PROBLEM REQUIREMENTS: Below, copy every line from the one containing "Locate the cheetah head" through the end of the rows. Shift each bounding-box coordinate in the answers by adding 16, and leave the sample coordinates in the format lines unchanged.

>> Start THE INPUT

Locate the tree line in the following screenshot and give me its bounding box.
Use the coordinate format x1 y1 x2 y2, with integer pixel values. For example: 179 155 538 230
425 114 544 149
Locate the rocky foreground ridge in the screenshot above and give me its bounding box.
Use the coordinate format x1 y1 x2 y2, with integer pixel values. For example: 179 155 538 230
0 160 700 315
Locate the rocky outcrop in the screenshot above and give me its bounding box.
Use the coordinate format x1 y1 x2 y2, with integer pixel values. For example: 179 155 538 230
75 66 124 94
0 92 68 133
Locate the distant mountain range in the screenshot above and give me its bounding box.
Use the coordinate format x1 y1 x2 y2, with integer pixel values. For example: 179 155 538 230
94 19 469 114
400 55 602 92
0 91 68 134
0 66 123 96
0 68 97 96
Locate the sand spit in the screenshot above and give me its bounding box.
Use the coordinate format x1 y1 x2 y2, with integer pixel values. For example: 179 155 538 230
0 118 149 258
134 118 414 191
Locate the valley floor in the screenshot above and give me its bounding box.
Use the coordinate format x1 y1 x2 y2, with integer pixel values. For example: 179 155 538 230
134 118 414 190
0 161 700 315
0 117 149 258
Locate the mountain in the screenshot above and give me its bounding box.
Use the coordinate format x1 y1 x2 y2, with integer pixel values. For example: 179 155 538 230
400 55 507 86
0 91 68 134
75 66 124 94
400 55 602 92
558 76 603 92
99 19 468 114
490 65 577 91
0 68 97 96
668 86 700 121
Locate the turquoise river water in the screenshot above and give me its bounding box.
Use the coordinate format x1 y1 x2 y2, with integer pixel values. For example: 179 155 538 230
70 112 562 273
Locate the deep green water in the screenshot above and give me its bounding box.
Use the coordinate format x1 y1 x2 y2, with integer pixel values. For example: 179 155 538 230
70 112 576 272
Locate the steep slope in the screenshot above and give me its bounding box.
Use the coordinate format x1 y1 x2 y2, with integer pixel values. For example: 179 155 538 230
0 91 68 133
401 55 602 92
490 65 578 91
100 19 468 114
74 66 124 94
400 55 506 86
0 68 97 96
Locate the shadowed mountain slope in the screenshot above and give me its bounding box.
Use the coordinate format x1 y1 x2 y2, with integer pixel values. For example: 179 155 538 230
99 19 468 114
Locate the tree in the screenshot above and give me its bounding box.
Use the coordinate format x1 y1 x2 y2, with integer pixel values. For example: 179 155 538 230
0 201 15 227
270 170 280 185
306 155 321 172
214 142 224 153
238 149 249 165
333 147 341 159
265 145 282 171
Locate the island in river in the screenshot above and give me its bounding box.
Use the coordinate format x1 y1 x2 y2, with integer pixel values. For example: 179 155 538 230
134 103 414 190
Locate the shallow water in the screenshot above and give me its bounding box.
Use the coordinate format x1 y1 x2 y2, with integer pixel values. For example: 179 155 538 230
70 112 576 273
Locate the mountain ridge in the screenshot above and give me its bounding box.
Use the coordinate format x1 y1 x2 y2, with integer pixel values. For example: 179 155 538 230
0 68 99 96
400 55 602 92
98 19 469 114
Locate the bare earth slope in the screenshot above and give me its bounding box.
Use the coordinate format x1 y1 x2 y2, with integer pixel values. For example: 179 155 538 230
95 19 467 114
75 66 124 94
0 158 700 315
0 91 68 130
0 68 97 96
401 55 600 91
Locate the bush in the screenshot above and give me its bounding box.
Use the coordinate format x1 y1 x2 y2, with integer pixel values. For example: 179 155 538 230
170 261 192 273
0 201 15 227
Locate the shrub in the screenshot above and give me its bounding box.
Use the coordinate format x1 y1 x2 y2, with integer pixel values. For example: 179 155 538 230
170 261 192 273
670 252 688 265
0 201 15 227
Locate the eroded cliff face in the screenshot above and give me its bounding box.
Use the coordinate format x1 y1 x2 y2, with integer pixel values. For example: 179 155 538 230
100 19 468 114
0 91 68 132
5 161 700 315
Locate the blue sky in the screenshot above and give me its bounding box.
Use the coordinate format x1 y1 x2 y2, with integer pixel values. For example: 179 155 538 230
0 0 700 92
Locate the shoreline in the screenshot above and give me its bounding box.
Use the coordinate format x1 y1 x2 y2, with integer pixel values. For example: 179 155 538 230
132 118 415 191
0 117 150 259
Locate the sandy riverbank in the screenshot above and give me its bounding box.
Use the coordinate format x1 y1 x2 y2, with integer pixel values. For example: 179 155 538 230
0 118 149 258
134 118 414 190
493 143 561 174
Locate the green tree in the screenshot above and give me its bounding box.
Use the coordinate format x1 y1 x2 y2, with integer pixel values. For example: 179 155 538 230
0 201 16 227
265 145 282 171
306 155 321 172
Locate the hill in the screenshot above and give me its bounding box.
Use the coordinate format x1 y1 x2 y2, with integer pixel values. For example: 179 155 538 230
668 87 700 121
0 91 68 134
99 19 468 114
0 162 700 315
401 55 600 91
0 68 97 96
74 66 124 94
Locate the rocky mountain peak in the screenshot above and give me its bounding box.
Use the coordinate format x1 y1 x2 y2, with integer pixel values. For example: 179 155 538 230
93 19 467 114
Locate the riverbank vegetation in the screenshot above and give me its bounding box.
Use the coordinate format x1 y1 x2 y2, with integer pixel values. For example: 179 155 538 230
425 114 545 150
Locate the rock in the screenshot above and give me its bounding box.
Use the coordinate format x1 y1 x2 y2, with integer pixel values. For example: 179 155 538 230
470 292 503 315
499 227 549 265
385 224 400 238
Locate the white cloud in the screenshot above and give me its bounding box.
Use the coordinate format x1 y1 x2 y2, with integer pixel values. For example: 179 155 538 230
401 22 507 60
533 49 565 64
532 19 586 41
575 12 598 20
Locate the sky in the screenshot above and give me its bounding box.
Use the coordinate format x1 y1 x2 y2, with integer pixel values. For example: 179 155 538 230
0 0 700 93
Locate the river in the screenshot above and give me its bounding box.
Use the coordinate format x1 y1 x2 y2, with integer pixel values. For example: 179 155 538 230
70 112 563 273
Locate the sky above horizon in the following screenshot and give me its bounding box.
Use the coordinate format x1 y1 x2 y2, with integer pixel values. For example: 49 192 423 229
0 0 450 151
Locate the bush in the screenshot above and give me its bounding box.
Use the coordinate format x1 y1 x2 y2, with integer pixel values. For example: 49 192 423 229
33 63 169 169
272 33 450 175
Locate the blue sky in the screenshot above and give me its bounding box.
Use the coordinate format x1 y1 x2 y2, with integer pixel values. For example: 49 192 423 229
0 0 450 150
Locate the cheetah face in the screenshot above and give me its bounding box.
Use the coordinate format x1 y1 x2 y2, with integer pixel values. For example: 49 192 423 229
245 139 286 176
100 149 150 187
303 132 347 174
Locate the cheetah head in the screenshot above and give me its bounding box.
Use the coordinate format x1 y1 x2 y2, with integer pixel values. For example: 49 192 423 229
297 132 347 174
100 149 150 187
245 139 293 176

>> End THE INPUT

TASK SOLUTION:
Locate the cheetah head in the screenshot above and give me its bounding box.
Use the coordinate format x1 y1 x2 y2, with integer pixel values. For example: 49 192 423 229
313 148 363 190
116 165 166 203
261 155 309 192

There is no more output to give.